• TEXT SHOWN:
○ ○ ○ ○ ○ ○ ○

The world's deadliest war and most pronounced use of rape as a weapon continue to rage in the eastern Democratic Republic of the Congo. The Enough Project's latest report on eastern Congo, by Co-founder John Prendergast and analyst Noel Atama, argues that this multi-layered and immensely complex conflict can only end when the international community abandons its piecemeal approach to conflict management and adopts a new approach that focuses on five basic tasks: protecting civilians, implementing an effective counterinsurgency strategy against the Democratic Forces for the Liberation of Rwanda, or FDLR, ending the trade in conflict minerals, promoting regional peace and economic cooperation, and promoting accountability.
"A revamped approach requires a careful combination of all the tools available to policymakers, from aggressive multilateral diplomacy and conditioned foreign assistance to targeted sanctions and, in rare cases, carefully planned military action," says Atama. However, the report further argues that generating the political will to leverage these tools effectively also requires action from activists and concerned citizens.

○ ○ ○ ○ ○ ○ ○

• DATASET CONTENT:
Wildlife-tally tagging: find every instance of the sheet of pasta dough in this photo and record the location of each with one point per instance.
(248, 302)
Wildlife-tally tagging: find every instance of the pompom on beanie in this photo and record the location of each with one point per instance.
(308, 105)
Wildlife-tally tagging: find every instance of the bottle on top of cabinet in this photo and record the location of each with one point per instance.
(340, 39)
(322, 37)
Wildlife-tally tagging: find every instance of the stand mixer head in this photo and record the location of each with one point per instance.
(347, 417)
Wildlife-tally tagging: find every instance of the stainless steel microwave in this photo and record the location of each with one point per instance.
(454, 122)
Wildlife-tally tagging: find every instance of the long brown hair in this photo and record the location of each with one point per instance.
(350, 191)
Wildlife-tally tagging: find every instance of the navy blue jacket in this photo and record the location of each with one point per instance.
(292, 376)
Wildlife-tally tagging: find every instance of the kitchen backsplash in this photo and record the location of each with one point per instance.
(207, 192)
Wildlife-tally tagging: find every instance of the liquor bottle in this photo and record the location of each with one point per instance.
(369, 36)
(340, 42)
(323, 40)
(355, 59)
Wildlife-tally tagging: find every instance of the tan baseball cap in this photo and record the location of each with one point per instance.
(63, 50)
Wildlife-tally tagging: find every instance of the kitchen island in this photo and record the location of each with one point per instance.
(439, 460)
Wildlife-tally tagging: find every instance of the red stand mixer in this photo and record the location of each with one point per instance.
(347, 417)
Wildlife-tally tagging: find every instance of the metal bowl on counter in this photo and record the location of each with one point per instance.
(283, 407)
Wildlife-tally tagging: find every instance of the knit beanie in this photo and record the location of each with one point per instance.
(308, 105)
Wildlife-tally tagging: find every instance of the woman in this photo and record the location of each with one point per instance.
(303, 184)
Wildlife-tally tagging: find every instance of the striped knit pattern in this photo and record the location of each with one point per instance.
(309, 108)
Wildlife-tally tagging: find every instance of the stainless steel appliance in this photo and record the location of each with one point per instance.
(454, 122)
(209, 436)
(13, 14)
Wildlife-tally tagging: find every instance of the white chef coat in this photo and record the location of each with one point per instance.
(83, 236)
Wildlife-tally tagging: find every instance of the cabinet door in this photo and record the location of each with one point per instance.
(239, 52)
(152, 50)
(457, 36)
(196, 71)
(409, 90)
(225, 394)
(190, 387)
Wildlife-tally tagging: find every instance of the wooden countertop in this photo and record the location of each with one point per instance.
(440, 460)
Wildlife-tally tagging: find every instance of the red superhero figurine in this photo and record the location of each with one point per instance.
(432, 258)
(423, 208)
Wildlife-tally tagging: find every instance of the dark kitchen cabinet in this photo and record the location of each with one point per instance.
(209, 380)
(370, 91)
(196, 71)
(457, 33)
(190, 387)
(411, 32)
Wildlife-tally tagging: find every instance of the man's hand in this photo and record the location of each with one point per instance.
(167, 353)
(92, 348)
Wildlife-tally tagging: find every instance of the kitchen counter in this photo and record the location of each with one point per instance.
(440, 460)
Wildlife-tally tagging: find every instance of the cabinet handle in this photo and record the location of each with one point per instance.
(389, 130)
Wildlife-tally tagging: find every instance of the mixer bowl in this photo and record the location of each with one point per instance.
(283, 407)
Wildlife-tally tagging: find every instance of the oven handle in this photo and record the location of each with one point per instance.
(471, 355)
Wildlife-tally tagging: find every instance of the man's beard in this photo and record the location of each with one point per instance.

○ ○ ○ ○ ○ ○ ○

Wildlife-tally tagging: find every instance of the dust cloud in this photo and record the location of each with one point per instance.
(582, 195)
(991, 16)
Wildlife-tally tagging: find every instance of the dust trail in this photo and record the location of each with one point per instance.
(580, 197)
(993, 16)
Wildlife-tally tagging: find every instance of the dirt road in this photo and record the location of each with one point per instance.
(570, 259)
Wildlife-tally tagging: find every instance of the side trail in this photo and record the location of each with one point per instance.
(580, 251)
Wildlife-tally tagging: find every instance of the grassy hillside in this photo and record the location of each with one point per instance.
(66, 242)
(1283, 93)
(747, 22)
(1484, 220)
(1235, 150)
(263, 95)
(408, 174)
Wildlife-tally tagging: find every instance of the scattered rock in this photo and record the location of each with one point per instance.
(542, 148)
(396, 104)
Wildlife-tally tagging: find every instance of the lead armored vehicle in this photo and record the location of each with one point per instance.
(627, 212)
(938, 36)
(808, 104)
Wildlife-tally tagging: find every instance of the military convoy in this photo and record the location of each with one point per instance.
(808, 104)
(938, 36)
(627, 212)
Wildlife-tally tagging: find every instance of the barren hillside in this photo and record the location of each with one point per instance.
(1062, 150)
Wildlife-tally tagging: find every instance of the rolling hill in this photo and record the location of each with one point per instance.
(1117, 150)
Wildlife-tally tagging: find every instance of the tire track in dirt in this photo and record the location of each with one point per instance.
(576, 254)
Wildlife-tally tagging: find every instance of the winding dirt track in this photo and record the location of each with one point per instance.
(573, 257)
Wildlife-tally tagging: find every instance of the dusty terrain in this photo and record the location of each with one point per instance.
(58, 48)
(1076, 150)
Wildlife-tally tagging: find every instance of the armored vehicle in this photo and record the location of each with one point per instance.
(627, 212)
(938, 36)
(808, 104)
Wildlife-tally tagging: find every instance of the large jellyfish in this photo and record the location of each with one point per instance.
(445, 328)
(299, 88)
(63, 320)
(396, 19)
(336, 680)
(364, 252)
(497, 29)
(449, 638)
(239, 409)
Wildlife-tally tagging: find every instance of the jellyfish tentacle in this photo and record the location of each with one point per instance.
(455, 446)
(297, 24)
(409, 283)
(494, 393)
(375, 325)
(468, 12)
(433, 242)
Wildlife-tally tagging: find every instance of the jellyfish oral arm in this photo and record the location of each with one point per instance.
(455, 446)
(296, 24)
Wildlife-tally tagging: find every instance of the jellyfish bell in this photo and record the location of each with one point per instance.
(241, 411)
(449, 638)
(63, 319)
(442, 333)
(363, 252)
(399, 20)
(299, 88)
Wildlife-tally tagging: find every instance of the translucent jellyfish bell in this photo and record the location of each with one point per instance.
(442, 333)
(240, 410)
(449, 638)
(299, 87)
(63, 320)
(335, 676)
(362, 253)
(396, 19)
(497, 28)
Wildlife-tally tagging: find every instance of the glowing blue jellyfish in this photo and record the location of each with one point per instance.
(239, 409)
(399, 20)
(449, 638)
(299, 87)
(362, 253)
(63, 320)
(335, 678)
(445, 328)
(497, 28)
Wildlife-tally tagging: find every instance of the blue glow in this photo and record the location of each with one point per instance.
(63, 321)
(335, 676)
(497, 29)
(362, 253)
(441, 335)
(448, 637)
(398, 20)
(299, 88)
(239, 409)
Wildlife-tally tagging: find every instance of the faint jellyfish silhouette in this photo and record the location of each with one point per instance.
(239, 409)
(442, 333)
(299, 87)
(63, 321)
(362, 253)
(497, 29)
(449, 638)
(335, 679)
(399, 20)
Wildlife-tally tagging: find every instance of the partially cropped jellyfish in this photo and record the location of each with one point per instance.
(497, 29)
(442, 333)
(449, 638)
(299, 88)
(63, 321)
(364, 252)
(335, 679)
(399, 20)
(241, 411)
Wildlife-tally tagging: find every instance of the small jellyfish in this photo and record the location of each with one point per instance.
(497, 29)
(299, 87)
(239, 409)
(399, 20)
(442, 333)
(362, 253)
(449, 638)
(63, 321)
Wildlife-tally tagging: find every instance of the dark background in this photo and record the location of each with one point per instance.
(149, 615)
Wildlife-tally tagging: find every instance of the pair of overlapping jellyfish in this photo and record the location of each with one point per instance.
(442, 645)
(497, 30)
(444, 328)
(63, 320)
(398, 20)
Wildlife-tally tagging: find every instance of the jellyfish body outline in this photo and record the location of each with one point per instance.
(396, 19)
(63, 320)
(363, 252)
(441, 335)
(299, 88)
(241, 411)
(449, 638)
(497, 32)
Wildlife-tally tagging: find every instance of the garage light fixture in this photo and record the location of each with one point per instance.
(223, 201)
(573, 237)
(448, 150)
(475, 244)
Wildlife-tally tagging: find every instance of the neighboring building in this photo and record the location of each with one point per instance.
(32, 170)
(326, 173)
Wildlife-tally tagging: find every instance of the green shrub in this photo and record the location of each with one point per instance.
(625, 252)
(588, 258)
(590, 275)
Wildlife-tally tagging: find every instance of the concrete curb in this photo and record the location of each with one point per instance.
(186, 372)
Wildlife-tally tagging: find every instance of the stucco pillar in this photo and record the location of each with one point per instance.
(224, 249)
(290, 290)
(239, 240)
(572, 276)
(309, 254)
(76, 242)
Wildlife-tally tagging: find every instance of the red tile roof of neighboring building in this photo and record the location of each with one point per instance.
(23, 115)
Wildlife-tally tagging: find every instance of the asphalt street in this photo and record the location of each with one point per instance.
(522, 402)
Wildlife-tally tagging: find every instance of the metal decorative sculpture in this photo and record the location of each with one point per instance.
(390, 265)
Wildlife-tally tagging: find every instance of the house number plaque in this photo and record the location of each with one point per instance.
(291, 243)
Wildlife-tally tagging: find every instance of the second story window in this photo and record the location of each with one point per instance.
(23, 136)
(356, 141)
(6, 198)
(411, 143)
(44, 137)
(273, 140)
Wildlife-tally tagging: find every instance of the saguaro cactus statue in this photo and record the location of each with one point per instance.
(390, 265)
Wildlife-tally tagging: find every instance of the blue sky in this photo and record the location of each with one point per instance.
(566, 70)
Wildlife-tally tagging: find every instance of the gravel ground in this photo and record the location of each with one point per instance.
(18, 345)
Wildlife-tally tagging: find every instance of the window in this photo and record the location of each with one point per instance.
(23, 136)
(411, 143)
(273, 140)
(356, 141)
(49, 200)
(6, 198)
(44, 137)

○ ○ ○ ○ ○ ○ ○

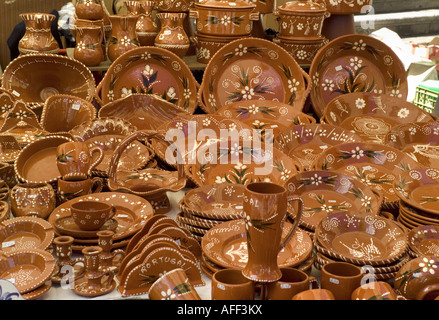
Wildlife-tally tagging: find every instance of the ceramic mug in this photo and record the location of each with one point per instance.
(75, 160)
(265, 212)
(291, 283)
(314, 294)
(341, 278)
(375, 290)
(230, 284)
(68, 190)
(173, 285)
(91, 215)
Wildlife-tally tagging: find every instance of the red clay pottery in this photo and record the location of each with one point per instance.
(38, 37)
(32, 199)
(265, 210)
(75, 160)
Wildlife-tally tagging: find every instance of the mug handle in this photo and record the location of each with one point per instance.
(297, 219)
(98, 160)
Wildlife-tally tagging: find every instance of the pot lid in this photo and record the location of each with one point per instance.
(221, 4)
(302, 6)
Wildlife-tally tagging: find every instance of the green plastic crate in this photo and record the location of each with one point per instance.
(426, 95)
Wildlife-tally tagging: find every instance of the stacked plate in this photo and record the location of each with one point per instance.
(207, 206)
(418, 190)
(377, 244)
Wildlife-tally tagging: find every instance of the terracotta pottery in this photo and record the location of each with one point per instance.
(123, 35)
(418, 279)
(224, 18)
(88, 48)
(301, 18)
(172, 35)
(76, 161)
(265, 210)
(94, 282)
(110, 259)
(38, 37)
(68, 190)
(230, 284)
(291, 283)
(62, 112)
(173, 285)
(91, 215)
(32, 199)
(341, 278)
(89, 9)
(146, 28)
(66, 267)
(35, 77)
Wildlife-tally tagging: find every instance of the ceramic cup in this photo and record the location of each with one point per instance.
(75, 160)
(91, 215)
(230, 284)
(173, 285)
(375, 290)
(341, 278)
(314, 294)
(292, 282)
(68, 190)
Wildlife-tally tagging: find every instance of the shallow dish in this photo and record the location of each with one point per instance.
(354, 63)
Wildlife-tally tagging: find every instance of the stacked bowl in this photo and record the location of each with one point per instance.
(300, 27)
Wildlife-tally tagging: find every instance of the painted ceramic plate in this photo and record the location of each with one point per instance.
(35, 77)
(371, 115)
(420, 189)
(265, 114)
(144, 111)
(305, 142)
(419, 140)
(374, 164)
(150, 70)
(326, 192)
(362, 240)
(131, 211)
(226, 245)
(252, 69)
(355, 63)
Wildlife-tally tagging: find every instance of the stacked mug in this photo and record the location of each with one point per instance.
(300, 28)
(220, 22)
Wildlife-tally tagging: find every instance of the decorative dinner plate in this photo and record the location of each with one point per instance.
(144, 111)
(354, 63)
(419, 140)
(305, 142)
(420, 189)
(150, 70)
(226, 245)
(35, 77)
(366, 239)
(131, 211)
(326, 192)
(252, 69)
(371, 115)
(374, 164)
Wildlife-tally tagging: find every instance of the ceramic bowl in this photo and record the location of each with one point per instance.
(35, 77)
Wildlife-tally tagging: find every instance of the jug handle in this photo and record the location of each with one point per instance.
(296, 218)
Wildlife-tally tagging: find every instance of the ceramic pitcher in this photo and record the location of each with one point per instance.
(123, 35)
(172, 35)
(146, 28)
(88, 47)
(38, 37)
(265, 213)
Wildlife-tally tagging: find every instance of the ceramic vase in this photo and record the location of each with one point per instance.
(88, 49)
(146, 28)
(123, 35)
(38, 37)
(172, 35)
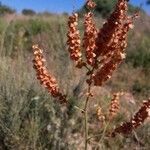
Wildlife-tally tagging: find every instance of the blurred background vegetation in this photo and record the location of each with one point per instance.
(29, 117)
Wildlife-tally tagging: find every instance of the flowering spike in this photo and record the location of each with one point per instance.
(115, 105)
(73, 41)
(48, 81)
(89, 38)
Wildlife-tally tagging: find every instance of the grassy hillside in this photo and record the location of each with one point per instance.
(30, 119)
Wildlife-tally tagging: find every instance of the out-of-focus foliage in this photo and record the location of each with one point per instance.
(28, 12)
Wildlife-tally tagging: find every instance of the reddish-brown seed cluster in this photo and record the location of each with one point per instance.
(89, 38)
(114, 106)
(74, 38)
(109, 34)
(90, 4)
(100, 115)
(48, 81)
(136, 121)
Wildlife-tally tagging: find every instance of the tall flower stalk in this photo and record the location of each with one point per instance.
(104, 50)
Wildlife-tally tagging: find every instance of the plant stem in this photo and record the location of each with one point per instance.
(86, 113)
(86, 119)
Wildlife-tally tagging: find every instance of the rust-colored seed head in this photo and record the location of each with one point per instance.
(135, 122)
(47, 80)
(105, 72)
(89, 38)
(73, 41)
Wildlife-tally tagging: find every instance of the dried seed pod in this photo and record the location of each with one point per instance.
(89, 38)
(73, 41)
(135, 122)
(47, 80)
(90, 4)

○ ○ ○ ○ ○ ○ ○

• SHORT TASK A:
Answer from the text on eastern Congo:
(i) Who are the two authors of the Enough Project's latest report on eastern Congo?
(ii) What does FDLR stand for?
(iii) Whose action does the report say is also needed to generate the political will to use the available tools effectively?
• SHORT TASK B:
Set down the text on eastern Congo from "The world's deadliest" down to "and promoting accountability.", with every word unchanged.

• EXERCISE RESPONSE A:
(i) John Prendergast and Noel Atama
(ii) Democratic Forces for the Liberation of Rwanda
(iii) Activists and concerned citizens

• EXERCISE RESPONSE B:
The world's deadliest war and most pronounced use of rape as a weapon continue to rage in the eastern Democratic Republic of the Congo. The Enough Project's latest report on eastern Congo, by Co-founder John Prendergast and analyst Noel Atama, argues that this multi-layered and immensely complex conflict can only end when the international community abandons its piecemeal approach to conflict management and adopts a new approach that focuses on five basic tasks: protecting civilians, implementing an effective counterinsurgency strategy against the Democratic Forces for the Liberation of Rwanda, or FDLR, ending the trade in conflict minerals, promoting regional peace and economic cooperation, and promoting accountability.